(Records of labeled points)
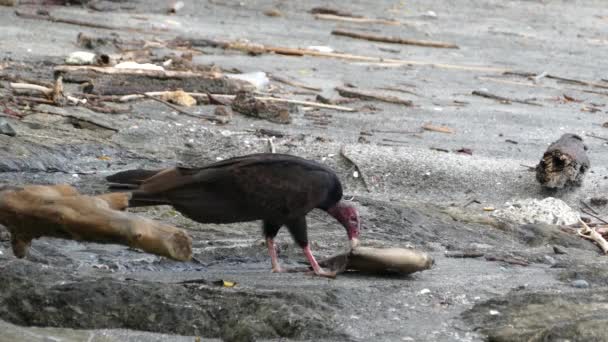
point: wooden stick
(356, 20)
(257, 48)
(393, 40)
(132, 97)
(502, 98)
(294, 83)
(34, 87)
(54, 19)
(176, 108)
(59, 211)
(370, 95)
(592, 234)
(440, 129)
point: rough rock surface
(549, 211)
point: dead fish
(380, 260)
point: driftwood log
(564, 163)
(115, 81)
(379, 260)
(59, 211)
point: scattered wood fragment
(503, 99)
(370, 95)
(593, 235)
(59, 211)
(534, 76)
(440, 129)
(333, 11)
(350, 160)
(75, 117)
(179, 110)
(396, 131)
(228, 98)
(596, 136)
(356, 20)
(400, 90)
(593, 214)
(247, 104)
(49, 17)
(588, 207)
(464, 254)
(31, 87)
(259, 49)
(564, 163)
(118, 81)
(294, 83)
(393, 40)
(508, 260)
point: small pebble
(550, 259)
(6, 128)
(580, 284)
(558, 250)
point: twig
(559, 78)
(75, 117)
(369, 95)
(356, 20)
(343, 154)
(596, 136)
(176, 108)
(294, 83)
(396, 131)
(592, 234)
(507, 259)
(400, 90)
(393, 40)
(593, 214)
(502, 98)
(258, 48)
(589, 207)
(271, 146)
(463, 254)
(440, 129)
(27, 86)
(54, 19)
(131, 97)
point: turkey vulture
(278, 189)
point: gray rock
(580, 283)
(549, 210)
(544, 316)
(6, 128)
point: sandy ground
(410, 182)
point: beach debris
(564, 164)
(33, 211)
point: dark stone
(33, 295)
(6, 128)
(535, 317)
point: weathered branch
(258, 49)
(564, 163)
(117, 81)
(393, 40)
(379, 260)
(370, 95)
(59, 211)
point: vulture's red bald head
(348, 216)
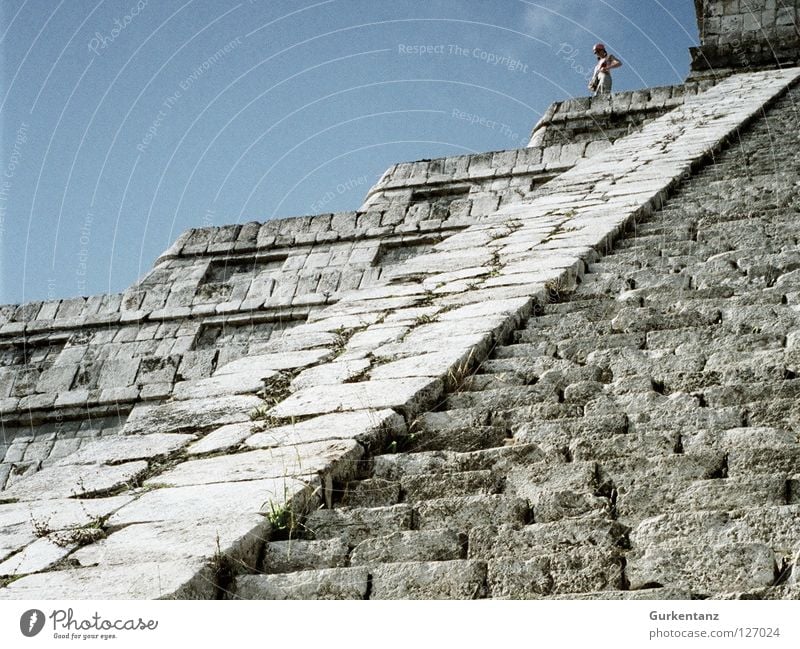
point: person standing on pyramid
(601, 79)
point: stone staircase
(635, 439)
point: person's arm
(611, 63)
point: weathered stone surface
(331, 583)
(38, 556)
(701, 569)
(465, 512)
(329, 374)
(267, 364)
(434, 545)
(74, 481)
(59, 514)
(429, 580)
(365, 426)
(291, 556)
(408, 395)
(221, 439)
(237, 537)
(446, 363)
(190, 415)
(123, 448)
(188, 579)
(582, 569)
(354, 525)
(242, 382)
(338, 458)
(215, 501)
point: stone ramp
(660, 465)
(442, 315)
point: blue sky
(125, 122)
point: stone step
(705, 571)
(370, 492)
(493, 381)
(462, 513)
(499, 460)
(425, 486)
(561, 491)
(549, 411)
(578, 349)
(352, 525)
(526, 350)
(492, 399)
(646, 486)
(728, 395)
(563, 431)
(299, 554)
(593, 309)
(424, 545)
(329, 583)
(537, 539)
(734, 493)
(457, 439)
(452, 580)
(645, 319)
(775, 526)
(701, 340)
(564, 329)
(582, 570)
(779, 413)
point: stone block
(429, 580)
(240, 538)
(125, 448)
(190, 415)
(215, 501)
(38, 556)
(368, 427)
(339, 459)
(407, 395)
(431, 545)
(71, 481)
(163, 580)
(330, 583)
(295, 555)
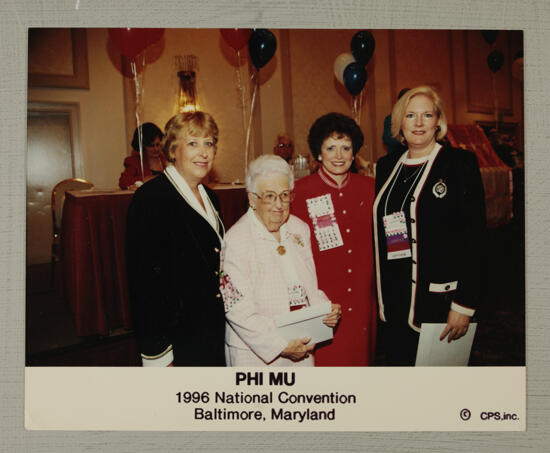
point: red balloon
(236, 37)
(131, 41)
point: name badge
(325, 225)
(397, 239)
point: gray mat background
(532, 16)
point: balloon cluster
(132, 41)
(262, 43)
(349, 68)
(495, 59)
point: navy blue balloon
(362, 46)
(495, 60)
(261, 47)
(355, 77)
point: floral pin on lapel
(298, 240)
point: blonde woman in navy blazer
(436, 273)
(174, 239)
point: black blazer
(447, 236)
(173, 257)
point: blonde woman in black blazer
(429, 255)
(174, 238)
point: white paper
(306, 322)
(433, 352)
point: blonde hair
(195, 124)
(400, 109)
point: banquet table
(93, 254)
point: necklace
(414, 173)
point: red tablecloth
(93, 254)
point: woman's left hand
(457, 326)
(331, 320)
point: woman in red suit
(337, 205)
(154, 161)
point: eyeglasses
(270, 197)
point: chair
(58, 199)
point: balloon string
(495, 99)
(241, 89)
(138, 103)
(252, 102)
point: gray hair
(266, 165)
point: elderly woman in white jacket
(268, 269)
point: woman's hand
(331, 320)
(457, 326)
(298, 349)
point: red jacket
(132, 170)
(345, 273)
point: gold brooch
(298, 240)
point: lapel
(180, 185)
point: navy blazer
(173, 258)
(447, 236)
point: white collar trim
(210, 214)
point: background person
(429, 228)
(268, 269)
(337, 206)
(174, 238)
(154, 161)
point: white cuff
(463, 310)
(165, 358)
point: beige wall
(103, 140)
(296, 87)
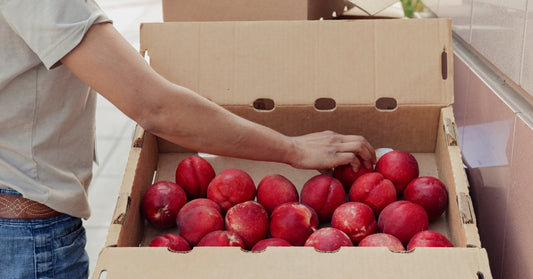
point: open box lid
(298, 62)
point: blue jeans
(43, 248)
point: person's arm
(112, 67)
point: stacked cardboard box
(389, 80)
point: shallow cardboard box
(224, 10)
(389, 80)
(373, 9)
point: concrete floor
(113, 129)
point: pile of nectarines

● **BRIEF**
Write out the material above again, swapping each "point" for "mark" and leaving everything else unchanged. Omit the pictures.

● **TASK ANSWER**
mark: wooden stick
(356, 20)
(257, 48)
(393, 40)
(132, 97)
(502, 98)
(294, 83)
(34, 87)
(54, 19)
(176, 108)
(59, 211)
(370, 95)
(592, 234)
(440, 129)
mark: rough rock surface
(549, 211)
mark: dead fish
(380, 260)
mark: driftwood log
(564, 163)
(115, 81)
(379, 260)
(59, 211)
mark: scattered wood fragment
(503, 99)
(370, 95)
(593, 235)
(59, 211)
(534, 76)
(440, 129)
(333, 11)
(350, 160)
(75, 117)
(179, 110)
(396, 131)
(228, 98)
(596, 136)
(356, 20)
(400, 90)
(593, 214)
(247, 104)
(49, 17)
(588, 207)
(464, 254)
(31, 87)
(259, 49)
(564, 163)
(118, 81)
(294, 83)
(393, 40)
(508, 260)
mark: small pebble
(550, 259)
(6, 128)
(580, 284)
(558, 250)
mark: twig
(559, 78)
(75, 117)
(369, 95)
(356, 20)
(343, 154)
(596, 136)
(176, 108)
(294, 83)
(396, 131)
(592, 234)
(507, 259)
(400, 90)
(393, 40)
(593, 214)
(502, 98)
(258, 48)
(589, 207)
(271, 146)
(463, 254)
(440, 129)
(27, 86)
(54, 19)
(131, 97)
mark: turkey vulture
(278, 189)
mark: gray rock
(580, 283)
(549, 210)
(544, 316)
(6, 128)
mark: sandy ground
(410, 182)
mark: beach debris
(564, 164)
(33, 211)
mark: dark stone
(33, 295)
(6, 128)
(535, 317)
mark: weathered branch
(258, 49)
(564, 163)
(117, 81)
(393, 40)
(379, 260)
(370, 95)
(59, 211)
mark: vulture's red bald head
(348, 216)
mark: person standing on pyramid
(601, 79)
mark: stone staircase
(635, 439)
mark: person's arm
(611, 63)
mark: weathered stone surface
(331, 583)
(38, 556)
(701, 569)
(465, 512)
(329, 374)
(267, 364)
(434, 545)
(74, 481)
(59, 514)
(429, 580)
(365, 426)
(291, 556)
(408, 395)
(221, 439)
(237, 537)
(446, 363)
(190, 415)
(123, 448)
(188, 579)
(582, 569)
(354, 525)
(242, 382)
(338, 458)
(215, 501)
mark: stone ramp
(660, 465)
(442, 315)
mark: blue sky
(125, 122)
mark: stone step
(705, 571)
(370, 492)
(493, 381)
(462, 513)
(499, 460)
(425, 486)
(561, 491)
(549, 411)
(578, 349)
(352, 525)
(526, 350)
(492, 399)
(646, 486)
(728, 395)
(563, 431)
(299, 554)
(593, 309)
(424, 545)
(329, 583)
(537, 539)
(734, 493)
(457, 439)
(452, 580)
(645, 319)
(775, 526)
(701, 340)
(564, 329)
(582, 570)
(779, 413)
mark: stone block
(429, 580)
(240, 538)
(125, 448)
(190, 415)
(215, 501)
(38, 556)
(368, 427)
(339, 459)
(407, 395)
(431, 545)
(71, 481)
(163, 580)
(330, 583)
(295, 555)
mark: red balloon
(236, 37)
(131, 41)
mark: name badge
(325, 225)
(397, 239)
mark: gray mat background
(532, 16)
mark: balloon cluster
(132, 41)
(262, 43)
(349, 68)
(495, 59)
mark: navy blue balloon
(362, 46)
(495, 60)
(261, 47)
(355, 77)
mark: floral pin on lapel
(298, 240)
mark: blonde woman in navy blazer
(436, 273)
(174, 239)
mark: black blazer
(447, 236)
(173, 257)
mark: blonde woman in black blazer
(429, 255)
(174, 238)
mark: white paper
(306, 322)
(433, 352)
mark: blonde hair
(195, 124)
(400, 109)
mark: banquet table
(93, 254)
mark: necklace
(414, 173)
mark: red tablecloth
(93, 254)
mark: woman's left hand
(457, 326)
(331, 320)
mark: woman in red suit
(337, 205)
(154, 161)
mark: eyeglasses
(270, 197)
mark: chair
(58, 199)
mark: balloon string
(495, 99)
(241, 89)
(138, 103)
(252, 102)
mark: gray hair
(266, 165)
mark: elderly woman in white jacket
(268, 269)
mark: woman's hand
(331, 320)
(457, 326)
(298, 349)
mark: red jacket
(132, 170)
(345, 273)
mark: gold brooch
(298, 240)
mark: lapel
(180, 185)
mark: navy blazer
(173, 258)
(447, 236)
mark: white collar trim
(210, 214)
mark: background person
(429, 228)
(268, 269)
(337, 206)
(174, 238)
(154, 161)
mark: white cuff
(463, 310)
(165, 358)
mark: beige wall
(103, 140)
(296, 87)
mark: open box lid
(298, 62)
mark: blue jeans
(43, 248)
mark: person's arm
(112, 67)
mark: stacked cardboard box
(389, 80)
mark: shallow cardboard box
(224, 10)
(389, 80)
(373, 9)
mark: concrete floor
(113, 129)
mark: pile of nectarines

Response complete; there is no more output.